#### PROBLEM:
Copy down all of the data underneath, exactly as shown.

▽

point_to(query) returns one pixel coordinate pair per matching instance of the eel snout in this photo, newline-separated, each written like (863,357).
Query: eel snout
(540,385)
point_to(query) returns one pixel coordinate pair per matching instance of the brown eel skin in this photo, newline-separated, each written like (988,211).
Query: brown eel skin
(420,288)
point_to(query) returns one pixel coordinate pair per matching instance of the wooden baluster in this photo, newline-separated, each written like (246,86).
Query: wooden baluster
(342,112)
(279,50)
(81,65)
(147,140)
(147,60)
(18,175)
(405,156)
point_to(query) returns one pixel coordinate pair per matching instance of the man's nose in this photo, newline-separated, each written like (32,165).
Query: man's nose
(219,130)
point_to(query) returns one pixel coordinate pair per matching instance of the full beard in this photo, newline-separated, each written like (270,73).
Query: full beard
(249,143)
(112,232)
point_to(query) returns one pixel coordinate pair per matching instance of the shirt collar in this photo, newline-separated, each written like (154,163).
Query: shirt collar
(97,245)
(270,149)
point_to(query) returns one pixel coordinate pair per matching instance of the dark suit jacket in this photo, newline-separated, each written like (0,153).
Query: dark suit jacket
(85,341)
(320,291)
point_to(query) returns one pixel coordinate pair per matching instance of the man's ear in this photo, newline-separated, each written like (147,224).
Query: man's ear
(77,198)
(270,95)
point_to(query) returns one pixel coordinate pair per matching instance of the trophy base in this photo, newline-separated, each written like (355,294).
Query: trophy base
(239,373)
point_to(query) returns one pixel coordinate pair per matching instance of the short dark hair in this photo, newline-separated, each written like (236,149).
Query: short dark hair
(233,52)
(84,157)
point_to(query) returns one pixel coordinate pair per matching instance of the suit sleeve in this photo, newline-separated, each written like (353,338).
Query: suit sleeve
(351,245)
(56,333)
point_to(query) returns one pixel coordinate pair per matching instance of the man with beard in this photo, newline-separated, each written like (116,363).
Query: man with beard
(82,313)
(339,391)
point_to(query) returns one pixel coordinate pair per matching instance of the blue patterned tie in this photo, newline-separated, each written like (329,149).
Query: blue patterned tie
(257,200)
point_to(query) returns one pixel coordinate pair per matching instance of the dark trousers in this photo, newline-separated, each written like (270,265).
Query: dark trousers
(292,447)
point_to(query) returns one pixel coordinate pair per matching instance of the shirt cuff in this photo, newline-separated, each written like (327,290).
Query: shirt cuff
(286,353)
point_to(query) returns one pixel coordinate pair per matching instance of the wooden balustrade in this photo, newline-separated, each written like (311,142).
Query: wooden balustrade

△

#### WRITTEN REPLY:
point_to(query) returns one pixel coordinate pair per matching instance of the eel snout in this photo, newline-separated, each written like (863,357).
Query: eel snout
(540,385)
point_to(query) returns one pixel coordinate pair per matching instance of the brown eel skin in this photo, newline-separated, each written like (988,211).
Query: brown eel skin
(420,288)
point_to(query) returns one pixel coordinate pair per matching instance of the wooden baluster in this photo, newline-separated, each written like (246,86).
Query: wooden baluster
(342,112)
(279,50)
(81,65)
(147,140)
(147,60)
(18,175)
(405,156)
point_to(query) returns one pixel coordinate pair per matching instance of the man's nose in this photo, newline-separated, each written like (32,165).
Query: man's nose
(219,130)
point_to(query) returns one pixel coordinate pair per matching instance of the full beard in this photo, newline-separated, each written like (270,73).
Query: full beard
(249,143)
(112,232)
point_to(query) returns one pixel coordinate pair per matching instance of the shirt collar in this photo, newline-separated, each written like (154,163).
Query: shirt collar
(97,245)
(270,149)
point_to(query) returns one pixel coordinate pair per matching instance of the dark suit jacket in this photo, newline-separated, each written like (0,153).
Query: dark suit jacket
(85,341)
(320,291)
point_to(query) returns one pixel coordinate pair per matching instance of the man's ear in this photo, newline-separated, each written like (147,224).
Query: man's ear
(77,198)
(270,95)
point_to(query) returns one pixel coordinate pair per matching instance of the trophy base in this photo, newline-separated, each written like (355,294).
Query: trophy base
(239,373)
point_to(query) returns one pixel coordinate pair per matching instance of the short dark hair in this photo, newline-separated, each written like (236,149).
Query: short dark hair
(233,52)
(84,157)
point_to(query) returns one pixel coordinate pair per matching instance of the suit sleeve in this photo, newline-separated, each written like (353,338).
Query: suit sleeve
(351,245)
(56,333)
point_to(query) returns one pixel coordinate pair per matching instance of the man with beard in this photo, newline-separated, each written like (116,363).
Query: man with beard
(82,313)
(339,391)
point_to(query) returns one pixel coordinate pair per matching instance of the blue patterned tie in this photo, newline-separated, each written like (329,149).
Query: blue patterned tie
(257,200)
point_to(query) returns one pixel coordinate pair per matching instance of the dark trousers in this photo, newline-separated, each written like (270,265).
Query: dark trousers
(292,447)
point_to(query) returns one pixel coordinate pair per matching instance of the shirt cuff in this photo, newline-separated, each written like (327,290).
Query: shirt cuff
(286,353)
point_to(query) returns one pixel coordinate pair per matching instance of the wooden balustrade in this photo, newline-separated, each written like (311,142).
Query: wooden balustrade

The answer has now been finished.